## Direction:
Convert each line of the records below into a Markdown table with two columns, Row and Line. Number the rows in order and skip any blank lines.

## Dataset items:
####
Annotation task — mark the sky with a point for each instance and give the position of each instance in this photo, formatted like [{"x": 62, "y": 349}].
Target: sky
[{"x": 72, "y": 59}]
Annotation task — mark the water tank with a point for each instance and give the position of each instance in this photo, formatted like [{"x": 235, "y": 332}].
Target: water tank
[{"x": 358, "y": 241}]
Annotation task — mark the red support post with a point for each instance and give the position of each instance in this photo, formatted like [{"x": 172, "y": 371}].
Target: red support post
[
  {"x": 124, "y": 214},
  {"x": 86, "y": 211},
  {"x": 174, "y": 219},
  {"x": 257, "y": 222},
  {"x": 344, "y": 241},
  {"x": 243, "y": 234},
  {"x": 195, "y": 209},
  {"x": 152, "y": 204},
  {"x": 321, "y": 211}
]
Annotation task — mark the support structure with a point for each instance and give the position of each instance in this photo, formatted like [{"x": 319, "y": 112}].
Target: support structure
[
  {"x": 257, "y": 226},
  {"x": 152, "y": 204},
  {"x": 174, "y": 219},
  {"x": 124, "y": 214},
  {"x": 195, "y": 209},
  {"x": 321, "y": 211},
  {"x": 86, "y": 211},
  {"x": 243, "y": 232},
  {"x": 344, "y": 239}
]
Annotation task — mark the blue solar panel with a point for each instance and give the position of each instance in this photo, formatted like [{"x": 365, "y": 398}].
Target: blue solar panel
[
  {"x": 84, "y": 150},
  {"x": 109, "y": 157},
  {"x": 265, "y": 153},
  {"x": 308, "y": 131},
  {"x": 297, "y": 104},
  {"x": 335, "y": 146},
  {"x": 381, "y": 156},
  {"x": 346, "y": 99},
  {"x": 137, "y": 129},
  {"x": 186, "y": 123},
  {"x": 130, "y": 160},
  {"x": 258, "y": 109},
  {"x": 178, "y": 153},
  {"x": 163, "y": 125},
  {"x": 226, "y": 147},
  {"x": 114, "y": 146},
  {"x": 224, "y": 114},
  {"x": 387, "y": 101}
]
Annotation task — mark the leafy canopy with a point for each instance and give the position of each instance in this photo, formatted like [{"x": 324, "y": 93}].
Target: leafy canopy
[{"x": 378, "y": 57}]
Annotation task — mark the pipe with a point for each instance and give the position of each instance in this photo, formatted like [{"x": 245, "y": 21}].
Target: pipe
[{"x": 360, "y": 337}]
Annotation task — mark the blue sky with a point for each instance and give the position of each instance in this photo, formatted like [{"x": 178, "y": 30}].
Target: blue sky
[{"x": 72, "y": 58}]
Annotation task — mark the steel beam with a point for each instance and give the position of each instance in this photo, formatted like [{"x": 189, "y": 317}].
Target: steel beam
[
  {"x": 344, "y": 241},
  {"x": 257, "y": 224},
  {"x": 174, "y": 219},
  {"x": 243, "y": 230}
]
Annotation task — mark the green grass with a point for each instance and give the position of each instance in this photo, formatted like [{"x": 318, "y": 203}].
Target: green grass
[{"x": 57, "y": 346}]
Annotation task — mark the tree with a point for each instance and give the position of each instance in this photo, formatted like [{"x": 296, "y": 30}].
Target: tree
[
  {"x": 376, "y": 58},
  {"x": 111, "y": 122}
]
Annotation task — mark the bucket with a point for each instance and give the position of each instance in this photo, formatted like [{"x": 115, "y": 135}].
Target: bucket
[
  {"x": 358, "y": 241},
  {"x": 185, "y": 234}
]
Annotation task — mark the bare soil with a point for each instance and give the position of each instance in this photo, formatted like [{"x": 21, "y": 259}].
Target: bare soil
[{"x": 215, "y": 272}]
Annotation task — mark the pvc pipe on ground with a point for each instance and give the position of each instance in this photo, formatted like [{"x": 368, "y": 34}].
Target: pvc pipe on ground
####
## Full output:
| Row | Line |
|---|---|
| 1 | Annotation task — mark the sky with a point for each instance and give the position of each instance in this photo, formatted like [{"x": 62, "y": 349}]. |
| 2 | Target: sky |
| 3 | [{"x": 72, "y": 59}] |
| 4 | Annotation task — mark the water tank with a point for each instance and give the position of each instance in this photo, formatted like [{"x": 235, "y": 332}]. |
| 5 | Target: water tank |
| 6 | [{"x": 358, "y": 241}] |
| 7 | Annotation task — mark the red support post with a point for each instance and give the position of each instance in this photo, formatted like [{"x": 172, "y": 371}]. |
| 8 | Target: red support post |
| 9 | [ |
| 10 |   {"x": 124, "y": 214}, |
| 11 |   {"x": 86, "y": 211}, |
| 12 |   {"x": 174, "y": 219}, |
| 13 |   {"x": 257, "y": 222}, |
| 14 |   {"x": 344, "y": 241}, |
| 15 |   {"x": 243, "y": 234}, |
| 16 |   {"x": 195, "y": 209}, |
| 17 |   {"x": 152, "y": 204}, |
| 18 |   {"x": 321, "y": 211} |
| 19 | ] |
| 20 | Annotation task — mark the support structure with a point for each instance and give the position of each instance in this photo, formatted like [{"x": 319, "y": 112}]. |
| 21 | Target: support structure |
| 22 | [ |
| 23 |   {"x": 257, "y": 226}, |
| 24 |   {"x": 152, "y": 204}, |
| 25 |   {"x": 174, "y": 219}, |
| 26 |   {"x": 124, "y": 214}, |
| 27 |   {"x": 195, "y": 209}, |
| 28 |   {"x": 321, "y": 211}, |
| 29 |   {"x": 86, "y": 211}, |
| 30 |   {"x": 243, "y": 232}, |
| 31 |   {"x": 344, "y": 239} |
| 32 | ] |
| 33 | Annotation task — mark the blue solar panel with a point for each instance and give the position of each instance in this photo, formatted like [{"x": 365, "y": 398}]. |
| 34 | Target: blue solar panel |
| 35 | [ |
| 36 |   {"x": 84, "y": 150}, |
| 37 |   {"x": 109, "y": 157}, |
| 38 |   {"x": 265, "y": 153}, |
| 39 |   {"x": 308, "y": 131}, |
| 40 |   {"x": 297, "y": 104}, |
| 41 |   {"x": 335, "y": 146}, |
| 42 |   {"x": 381, "y": 156}, |
| 43 |   {"x": 346, "y": 99}, |
| 44 |   {"x": 137, "y": 129}, |
| 45 |   {"x": 186, "y": 123}, |
| 46 |   {"x": 130, "y": 160}, |
| 47 |   {"x": 258, "y": 109}, |
| 48 |   {"x": 178, "y": 153}, |
| 49 |   {"x": 163, "y": 125}, |
| 50 |   {"x": 226, "y": 147}, |
| 51 |   {"x": 114, "y": 146}, |
| 52 |   {"x": 224, "y": 114}, |
| 53 |   {"x": 387, "y": 101} |
| 54 | ] |
| 55 | Annotation task — mark the leafy canopy with a point for each instance and give the position of each instance in this photo, formatted like [{"x": 324, "y": 93}]. |
| 56 | Target: leafy canopy |
| 57 | [{"x": 378, "y": 57}] |
| 58 | Annotation task — mark the pipe with a point for each instance and give the position of each instance in this photo, formatted like [{"x": 245, "y": 21}]. |
| 59 | Target: pipe |
| 60 | [{"x": 360, "y": 337}] |
| 61 | Annotation task — mark the blue sky with a point for each instance and give the position of each instance in this photo, formatted like [{"x": 178, "y": 30}]. |
| 62 | Target: blue sky |
| 63 | [{"x": 72, "y": 58}] |
| 64 | Annotation task — mark the steel beam with a point for each instance and give the position of each instance in this photo, formatted like [{"x": 189, "y": 317}]. |
| 65 | Target: steel beam |
| 66 | [ |
| 67 |   {"x": 344, "y": 241}, |
| 68 |   {"x": 257, "y": 224}, |
| 69 |   {"x": 174, "y": 219}, |
| 70 |   {"x": 243, "y": 230} |
| 71 | ] |
| 72 | Annotation task — mark the green grass with a point for each instance and give the position of each instance in this photo, formatted like [{"x": 318, "y": 203}]. |
| 73 | Target: green grass |
| 74 | [{"x": 57, "y": 346}] |
| 75 | Annotation task — mark the tree with a point for each instance and give the position of each instance in this photo, formatted like [{"x": 296, "y": 30}]. |
| 76 | Target: tree |
| 77 | [ |
| 78 |   {"x": 376, "y": 58}, |
| 79 |   {"x": 111, "y": 122} |
| 80 | ] |
| 81 | Annotation task — mark the bucket with a point for each instance and give the position of each instance in this photo, formatted like [{"x": 115, "y": 135}]. |
| 82 | Target: bucket |
| 83 | [ |
| 84 |   {"x": 358, "y": 241}, |
| 85 |   {"x": 185, "y": 234} |
| 86 | ] |
| 87 | Annotation task — mark the bare soil with a point for each instance and give the position of each instance in this photo, formatted like [{"x": 21, "y": 259}]. |
| 88 | Target: bare soil |
| 89 | [{"x": 215, "y": 272}] |
| 90 | Annotation task — mark the pvc pipe on ground with a point for each instance and give the position of each instance in this photo, formatted like [{"x": 368, "y": 34}]. |
| 91 | Target: pvc pipe on ground |